PAGE EXTRACT =
* * *

Primitive Christianity constantly dedicated whole families to God in baptism. In the old Hebrew tradition the Law constantly addressed itself to a man and his family; 'thou and thy house' we read, or 'I and my house'. Hermas imitates this language when he gives directions about fast-days.
The families of the old prophets had been regarded as signs and patterns exemplifying God's dealings with Israel.
Hermas was in good company, therefore, in bringing his own family rather prominently into the scope of his prophetic activity. His sense of domestic solidarity was so strong in fact that he was prepared to suffer on account of their sins. When a sudden and severe affliction came upon him, an illness of some sort perhaps, his angel convinced him that he must accept it as a punishment for the sins of his children. How could they be afflicted unless he was afflicted? It is the converse of the teaching of the Second Commandment; the sins of the children are visited upon the father.
top
Fifteen days after he had received his second revelation, he saw his famous vision of the building of the tower. He had been informed now that the elder lady of his visions was the church, 'which was created first of all things ... for this reason she is very old, and for her sake the world was created'. In more modern language, the appearance of the Christian religion was the goal towards which creation and history had been moving; it had always existed in the eternal purposes of God. This was the regular Christian teaching, and was based on Hebrew thinking about Israel; and Israel appears as a venerable woman in |400 Jewish apocalypses which Hermas probably knew. In the vision of Hermas the familiar apocalyptic figure represents the church considered as a divine predestined factor in history and revelation and the final phase of all creation; the tower represents the church as it is actually being built on the earth, so realizing the divine purpose. There were four layers of stones in its foundations, and these represented four stages through which it had passed, or four classes of Christians who had emerged into notice: first, the apostles, bishops, teachers and deacons; secondly, the martyrs who had suffered for the Name of the Lord; thirdly, the upright men who observed the commandments of the Lord; and fourthly, the young, by which he means the new converts or hearers. So short has been the history of the church so far that this comprises it all; in his later rewriting of this vision he extends its past history back to Adam.

* * *

SET PROBLEM 1 = Count the lines of the entries that contain the string "green", treating uppercase and lowercase as different. Reply with the number only.
The passage on Hermas and the entries after it have no connection to each other.

* * *

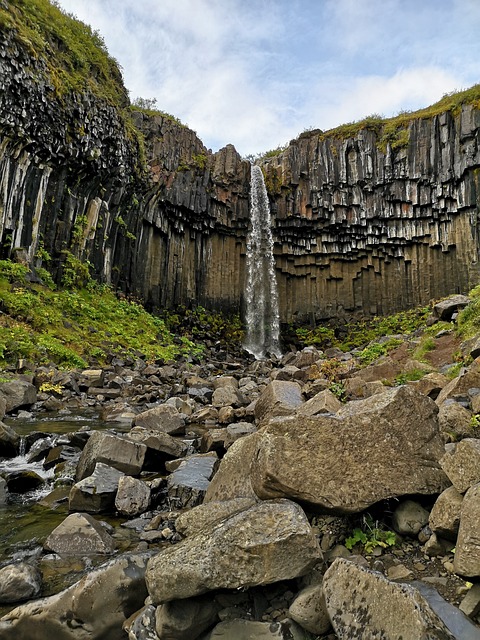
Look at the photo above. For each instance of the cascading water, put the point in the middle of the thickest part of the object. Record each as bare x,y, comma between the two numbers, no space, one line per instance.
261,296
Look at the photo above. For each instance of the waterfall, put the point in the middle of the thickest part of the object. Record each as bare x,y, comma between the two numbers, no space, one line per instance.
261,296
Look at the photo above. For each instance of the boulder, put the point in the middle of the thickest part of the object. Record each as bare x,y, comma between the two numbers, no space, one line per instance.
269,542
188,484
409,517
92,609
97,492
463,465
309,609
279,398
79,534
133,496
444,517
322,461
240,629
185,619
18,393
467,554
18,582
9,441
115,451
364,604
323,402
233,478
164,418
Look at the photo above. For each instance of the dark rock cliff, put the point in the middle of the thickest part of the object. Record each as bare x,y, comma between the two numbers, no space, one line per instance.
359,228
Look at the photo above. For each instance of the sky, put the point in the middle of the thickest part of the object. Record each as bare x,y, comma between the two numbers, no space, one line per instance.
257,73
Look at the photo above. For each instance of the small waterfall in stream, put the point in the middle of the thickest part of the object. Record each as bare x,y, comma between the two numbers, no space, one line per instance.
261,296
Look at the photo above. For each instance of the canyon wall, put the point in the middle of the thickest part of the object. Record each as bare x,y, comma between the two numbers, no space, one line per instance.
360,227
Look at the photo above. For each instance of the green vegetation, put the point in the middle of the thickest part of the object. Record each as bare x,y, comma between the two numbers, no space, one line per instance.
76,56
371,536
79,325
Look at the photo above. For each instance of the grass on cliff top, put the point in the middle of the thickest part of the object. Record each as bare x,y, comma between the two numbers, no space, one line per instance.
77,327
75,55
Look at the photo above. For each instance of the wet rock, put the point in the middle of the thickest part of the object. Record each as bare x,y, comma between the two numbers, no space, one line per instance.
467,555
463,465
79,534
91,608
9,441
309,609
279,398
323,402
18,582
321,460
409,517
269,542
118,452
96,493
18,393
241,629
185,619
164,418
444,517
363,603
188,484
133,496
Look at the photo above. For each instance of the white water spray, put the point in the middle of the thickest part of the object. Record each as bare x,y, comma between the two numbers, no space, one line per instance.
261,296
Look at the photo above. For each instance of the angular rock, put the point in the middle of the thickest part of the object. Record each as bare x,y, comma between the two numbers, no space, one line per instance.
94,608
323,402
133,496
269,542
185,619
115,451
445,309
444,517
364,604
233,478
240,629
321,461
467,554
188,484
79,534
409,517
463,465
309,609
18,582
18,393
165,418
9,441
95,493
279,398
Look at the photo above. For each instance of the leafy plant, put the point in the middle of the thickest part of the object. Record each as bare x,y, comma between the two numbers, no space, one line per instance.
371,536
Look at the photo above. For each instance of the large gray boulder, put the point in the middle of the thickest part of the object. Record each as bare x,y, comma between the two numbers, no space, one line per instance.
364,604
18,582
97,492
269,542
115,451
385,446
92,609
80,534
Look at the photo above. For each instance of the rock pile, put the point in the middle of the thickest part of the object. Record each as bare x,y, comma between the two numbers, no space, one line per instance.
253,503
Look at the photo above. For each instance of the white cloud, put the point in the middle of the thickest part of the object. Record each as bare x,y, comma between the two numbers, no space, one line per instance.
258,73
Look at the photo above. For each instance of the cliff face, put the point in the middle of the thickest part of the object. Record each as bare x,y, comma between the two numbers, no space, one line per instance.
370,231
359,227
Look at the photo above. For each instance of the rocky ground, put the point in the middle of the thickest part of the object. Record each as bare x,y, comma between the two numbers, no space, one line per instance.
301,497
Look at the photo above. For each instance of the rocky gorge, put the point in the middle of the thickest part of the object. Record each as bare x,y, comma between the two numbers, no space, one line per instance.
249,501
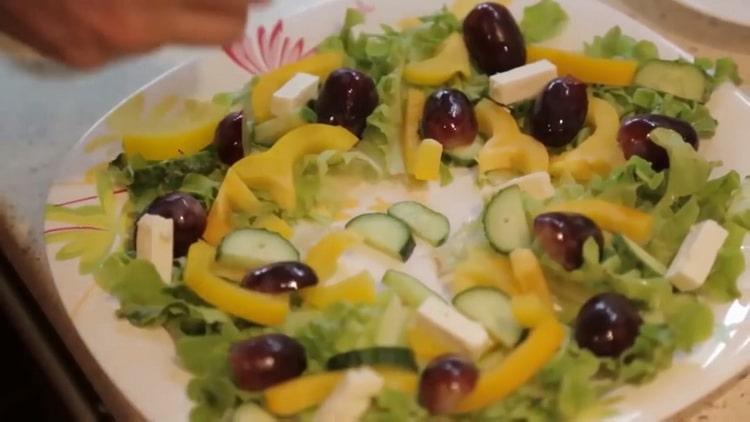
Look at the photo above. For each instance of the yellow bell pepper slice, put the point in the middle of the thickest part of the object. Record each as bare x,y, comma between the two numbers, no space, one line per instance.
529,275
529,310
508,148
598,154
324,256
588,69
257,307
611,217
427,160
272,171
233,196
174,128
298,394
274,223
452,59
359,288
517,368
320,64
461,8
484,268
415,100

* * *

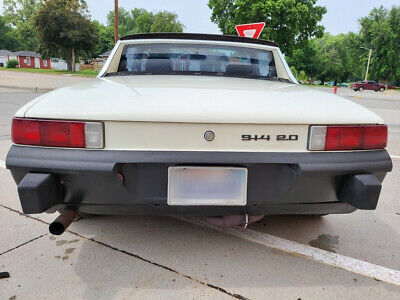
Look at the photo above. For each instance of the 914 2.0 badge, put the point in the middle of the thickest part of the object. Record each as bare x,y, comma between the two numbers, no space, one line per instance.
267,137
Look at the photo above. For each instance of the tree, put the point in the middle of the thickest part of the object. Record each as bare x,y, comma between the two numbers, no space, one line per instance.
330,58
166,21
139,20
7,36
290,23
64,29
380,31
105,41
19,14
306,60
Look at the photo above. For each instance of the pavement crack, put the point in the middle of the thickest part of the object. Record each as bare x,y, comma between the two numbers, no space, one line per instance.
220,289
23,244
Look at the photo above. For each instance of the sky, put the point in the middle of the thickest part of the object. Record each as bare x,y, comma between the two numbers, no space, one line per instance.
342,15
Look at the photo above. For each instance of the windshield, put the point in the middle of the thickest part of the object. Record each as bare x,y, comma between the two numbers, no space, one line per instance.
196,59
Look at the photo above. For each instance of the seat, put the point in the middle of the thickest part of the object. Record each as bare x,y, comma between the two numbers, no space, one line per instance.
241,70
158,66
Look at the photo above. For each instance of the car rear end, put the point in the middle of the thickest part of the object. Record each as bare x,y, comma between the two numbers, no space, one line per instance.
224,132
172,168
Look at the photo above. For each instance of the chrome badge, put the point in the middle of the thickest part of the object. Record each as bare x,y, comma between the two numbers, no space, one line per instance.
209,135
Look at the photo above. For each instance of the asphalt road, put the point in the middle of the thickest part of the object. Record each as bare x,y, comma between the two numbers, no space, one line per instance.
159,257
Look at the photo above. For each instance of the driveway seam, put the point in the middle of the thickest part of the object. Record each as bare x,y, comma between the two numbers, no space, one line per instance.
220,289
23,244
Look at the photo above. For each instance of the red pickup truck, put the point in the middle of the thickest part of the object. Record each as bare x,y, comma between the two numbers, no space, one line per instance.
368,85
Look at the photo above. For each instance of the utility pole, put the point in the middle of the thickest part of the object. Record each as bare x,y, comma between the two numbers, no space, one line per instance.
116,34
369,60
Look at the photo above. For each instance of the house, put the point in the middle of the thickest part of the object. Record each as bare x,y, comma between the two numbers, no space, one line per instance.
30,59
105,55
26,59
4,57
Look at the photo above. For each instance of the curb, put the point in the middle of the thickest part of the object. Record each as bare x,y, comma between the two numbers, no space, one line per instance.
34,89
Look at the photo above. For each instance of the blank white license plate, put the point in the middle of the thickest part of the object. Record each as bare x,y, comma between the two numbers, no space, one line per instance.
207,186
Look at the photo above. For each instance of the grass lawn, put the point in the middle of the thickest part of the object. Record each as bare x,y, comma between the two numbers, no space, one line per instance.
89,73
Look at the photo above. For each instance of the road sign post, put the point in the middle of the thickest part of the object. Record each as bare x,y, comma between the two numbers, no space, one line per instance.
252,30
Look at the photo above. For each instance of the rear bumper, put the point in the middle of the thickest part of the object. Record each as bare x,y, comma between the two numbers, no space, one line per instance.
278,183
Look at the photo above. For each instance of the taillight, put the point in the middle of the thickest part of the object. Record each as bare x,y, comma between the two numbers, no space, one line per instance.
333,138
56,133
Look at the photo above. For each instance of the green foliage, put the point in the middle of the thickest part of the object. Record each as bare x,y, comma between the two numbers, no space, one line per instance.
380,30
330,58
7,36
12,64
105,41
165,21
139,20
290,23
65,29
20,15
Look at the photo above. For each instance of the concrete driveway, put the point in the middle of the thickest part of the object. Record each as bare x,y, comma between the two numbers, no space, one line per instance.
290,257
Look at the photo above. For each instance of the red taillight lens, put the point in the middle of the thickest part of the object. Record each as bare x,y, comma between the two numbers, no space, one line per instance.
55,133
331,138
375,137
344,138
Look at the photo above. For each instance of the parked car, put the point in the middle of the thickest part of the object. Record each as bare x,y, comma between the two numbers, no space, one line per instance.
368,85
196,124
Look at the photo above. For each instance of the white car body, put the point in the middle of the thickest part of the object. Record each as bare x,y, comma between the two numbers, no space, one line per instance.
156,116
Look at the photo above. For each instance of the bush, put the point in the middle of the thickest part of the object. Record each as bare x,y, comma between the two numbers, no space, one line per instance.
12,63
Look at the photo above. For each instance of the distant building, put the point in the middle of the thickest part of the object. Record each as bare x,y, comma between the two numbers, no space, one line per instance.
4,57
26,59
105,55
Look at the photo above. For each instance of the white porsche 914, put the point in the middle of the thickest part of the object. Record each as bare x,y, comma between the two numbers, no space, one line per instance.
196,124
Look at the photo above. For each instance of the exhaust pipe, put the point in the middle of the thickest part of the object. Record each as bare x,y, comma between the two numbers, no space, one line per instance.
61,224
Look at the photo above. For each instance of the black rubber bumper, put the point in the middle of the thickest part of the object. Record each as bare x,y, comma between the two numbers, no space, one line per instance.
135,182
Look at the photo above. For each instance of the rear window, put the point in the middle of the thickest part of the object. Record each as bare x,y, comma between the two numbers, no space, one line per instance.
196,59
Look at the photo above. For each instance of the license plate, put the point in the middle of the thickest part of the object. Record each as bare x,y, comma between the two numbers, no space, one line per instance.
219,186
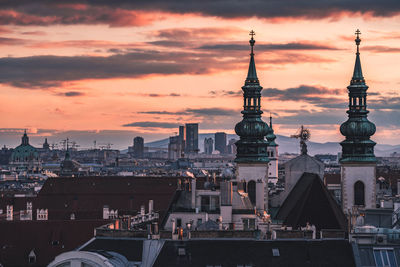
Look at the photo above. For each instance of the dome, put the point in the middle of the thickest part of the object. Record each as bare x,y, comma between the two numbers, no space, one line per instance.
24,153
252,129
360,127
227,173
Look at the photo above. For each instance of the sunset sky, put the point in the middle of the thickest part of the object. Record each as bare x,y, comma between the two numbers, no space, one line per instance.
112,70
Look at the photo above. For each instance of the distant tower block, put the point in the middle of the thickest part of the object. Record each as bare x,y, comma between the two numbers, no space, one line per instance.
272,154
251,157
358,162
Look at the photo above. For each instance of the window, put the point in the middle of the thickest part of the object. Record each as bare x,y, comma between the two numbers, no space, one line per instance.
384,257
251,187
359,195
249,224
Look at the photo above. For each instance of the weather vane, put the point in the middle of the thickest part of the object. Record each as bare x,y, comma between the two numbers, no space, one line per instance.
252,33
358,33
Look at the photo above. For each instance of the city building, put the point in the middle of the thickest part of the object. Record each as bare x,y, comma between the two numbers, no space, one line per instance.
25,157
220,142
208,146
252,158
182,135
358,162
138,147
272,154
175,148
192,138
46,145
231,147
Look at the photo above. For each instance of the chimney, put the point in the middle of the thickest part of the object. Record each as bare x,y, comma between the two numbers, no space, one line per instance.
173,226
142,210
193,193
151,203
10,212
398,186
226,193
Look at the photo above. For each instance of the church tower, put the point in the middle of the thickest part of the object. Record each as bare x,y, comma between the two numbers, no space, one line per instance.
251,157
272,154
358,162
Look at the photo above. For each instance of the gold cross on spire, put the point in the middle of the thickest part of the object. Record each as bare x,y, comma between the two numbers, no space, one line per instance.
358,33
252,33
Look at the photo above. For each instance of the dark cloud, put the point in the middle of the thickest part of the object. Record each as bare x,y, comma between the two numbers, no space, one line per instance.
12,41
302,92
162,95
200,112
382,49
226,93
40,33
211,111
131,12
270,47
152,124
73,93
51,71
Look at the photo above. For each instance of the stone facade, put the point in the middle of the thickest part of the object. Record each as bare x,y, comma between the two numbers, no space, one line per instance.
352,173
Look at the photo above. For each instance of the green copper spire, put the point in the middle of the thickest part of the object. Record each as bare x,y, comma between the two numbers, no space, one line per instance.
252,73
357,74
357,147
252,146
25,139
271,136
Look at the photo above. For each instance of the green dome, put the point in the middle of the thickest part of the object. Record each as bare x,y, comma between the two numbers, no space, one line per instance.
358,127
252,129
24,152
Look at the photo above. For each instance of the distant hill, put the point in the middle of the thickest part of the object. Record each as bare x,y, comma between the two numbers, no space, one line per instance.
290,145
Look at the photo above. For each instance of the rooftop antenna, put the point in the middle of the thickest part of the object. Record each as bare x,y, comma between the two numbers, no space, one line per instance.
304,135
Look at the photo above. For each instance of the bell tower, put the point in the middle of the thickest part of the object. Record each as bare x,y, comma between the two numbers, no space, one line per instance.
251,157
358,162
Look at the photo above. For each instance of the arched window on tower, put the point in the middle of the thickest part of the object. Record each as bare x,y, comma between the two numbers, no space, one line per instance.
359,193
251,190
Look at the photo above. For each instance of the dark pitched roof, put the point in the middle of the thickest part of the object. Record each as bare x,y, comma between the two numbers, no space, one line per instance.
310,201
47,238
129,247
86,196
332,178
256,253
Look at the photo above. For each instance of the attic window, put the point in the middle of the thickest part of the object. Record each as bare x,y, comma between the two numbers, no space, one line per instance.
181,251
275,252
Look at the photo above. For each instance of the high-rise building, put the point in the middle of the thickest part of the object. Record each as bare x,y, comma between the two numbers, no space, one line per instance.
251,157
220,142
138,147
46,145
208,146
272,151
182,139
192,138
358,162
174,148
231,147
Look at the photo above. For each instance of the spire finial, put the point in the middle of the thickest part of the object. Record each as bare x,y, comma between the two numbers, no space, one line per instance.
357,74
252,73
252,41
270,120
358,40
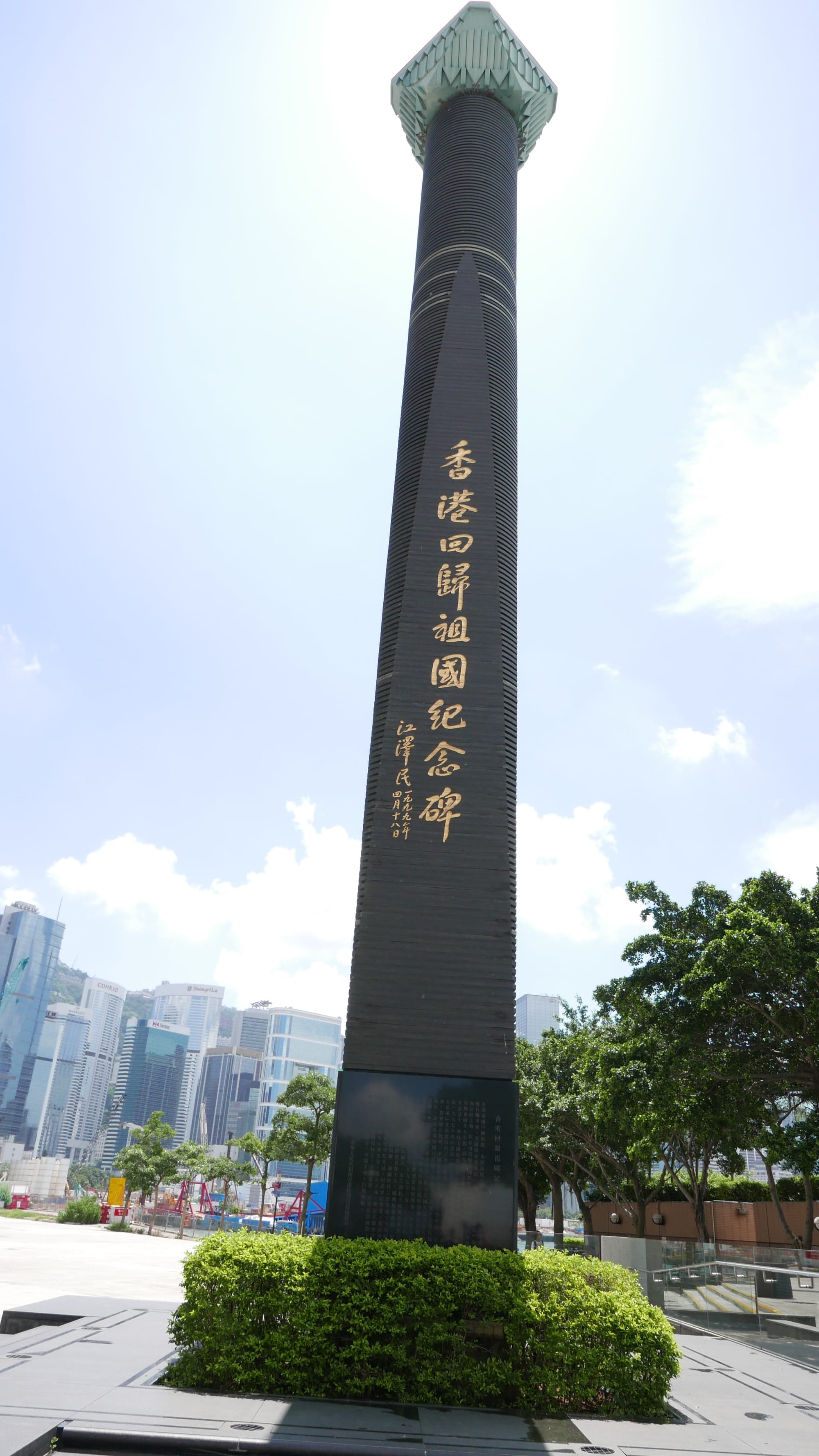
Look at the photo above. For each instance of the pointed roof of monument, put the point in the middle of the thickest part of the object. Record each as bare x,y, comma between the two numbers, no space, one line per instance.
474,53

* * *

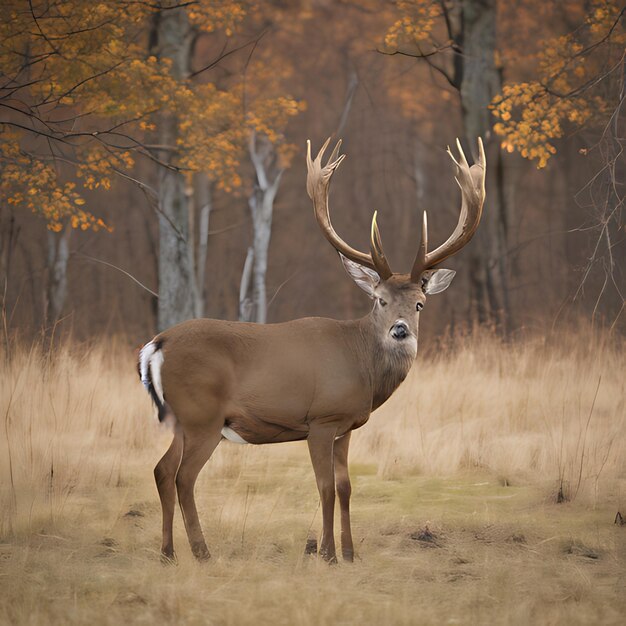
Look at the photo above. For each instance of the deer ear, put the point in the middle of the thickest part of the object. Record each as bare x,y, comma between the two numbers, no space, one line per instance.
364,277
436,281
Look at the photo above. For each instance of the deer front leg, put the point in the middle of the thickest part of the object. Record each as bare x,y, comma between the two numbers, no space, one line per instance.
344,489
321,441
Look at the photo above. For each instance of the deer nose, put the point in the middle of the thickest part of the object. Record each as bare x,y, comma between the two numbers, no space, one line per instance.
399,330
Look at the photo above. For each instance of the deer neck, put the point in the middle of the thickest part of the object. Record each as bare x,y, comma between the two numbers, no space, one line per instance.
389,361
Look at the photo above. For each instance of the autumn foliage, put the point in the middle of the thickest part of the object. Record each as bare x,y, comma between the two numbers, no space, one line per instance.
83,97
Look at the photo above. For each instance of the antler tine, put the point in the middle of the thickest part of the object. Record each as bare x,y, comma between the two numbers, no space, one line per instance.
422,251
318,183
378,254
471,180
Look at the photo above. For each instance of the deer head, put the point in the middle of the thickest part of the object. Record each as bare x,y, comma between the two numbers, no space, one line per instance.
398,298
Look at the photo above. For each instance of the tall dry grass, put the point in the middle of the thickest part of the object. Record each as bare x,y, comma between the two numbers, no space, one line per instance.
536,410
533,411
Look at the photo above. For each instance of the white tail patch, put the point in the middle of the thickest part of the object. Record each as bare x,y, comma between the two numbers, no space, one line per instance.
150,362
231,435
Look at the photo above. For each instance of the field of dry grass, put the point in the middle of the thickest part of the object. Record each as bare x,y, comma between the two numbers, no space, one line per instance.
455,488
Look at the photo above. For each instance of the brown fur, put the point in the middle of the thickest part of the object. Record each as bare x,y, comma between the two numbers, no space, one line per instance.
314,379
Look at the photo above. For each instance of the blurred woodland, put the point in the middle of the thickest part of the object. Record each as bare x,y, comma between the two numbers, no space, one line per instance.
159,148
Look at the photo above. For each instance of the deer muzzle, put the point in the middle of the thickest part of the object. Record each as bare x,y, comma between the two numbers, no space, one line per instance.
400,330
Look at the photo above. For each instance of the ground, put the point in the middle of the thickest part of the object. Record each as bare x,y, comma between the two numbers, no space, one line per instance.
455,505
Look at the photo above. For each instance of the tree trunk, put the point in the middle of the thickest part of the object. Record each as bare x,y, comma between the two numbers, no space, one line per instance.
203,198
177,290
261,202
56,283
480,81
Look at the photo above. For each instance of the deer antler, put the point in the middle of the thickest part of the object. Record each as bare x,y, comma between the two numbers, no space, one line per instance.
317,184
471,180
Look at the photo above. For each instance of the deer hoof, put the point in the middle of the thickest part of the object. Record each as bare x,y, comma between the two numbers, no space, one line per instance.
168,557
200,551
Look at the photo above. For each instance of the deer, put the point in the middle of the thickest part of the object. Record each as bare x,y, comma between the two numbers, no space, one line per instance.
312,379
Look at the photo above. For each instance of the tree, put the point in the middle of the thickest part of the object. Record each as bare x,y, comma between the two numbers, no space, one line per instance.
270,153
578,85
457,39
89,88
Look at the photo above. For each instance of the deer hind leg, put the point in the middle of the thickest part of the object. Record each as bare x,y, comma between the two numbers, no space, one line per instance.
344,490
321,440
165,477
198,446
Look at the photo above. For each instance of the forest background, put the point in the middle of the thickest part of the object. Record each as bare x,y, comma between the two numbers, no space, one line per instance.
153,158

* * *

SET PROBLEM 2 = Proceed with the passage on Hermas, starting after its last sentence.

RESULT 1 = 4

RESULT 2 =
The building of the tower was very nearly complete, and there was little time left in which to take advantage of the preaching of repentance; those lapsed Christians who did repent would be built into an inferior part of it; and only then, after they had been tormented and had fulfilled the days of their sins. They are represented by stones which have been taken out of the tower, or are lying near the tower, or are rolling away from the tower.
This period of visionary experience continued until the twentieth day. In his fourth vision, he is again walking along the Campanian Way when he sees a fearful monster, with a body like a whale and a head like an urn, which is capable of destroying whole cities. It was the 'aeon', the age in which men were then living, in its aspect as persecuting world-power. He walked on in perfect faith, and the creature lay down and protruded his tongue. It reminds us of the story of the virgin martyr Thecla and the lion which licked her feet.
And now he sees advancing towards him a figure in white, dressed like a bride, who says 'Hermas, rejoice!' like the sainted Rhoda of his first vision; but this charming figure is not Rhoda, who has been forgotten now; she is the church, who has been renewed and rejuvenated during the twenty days of prayer, fasting, abstinence and revelation.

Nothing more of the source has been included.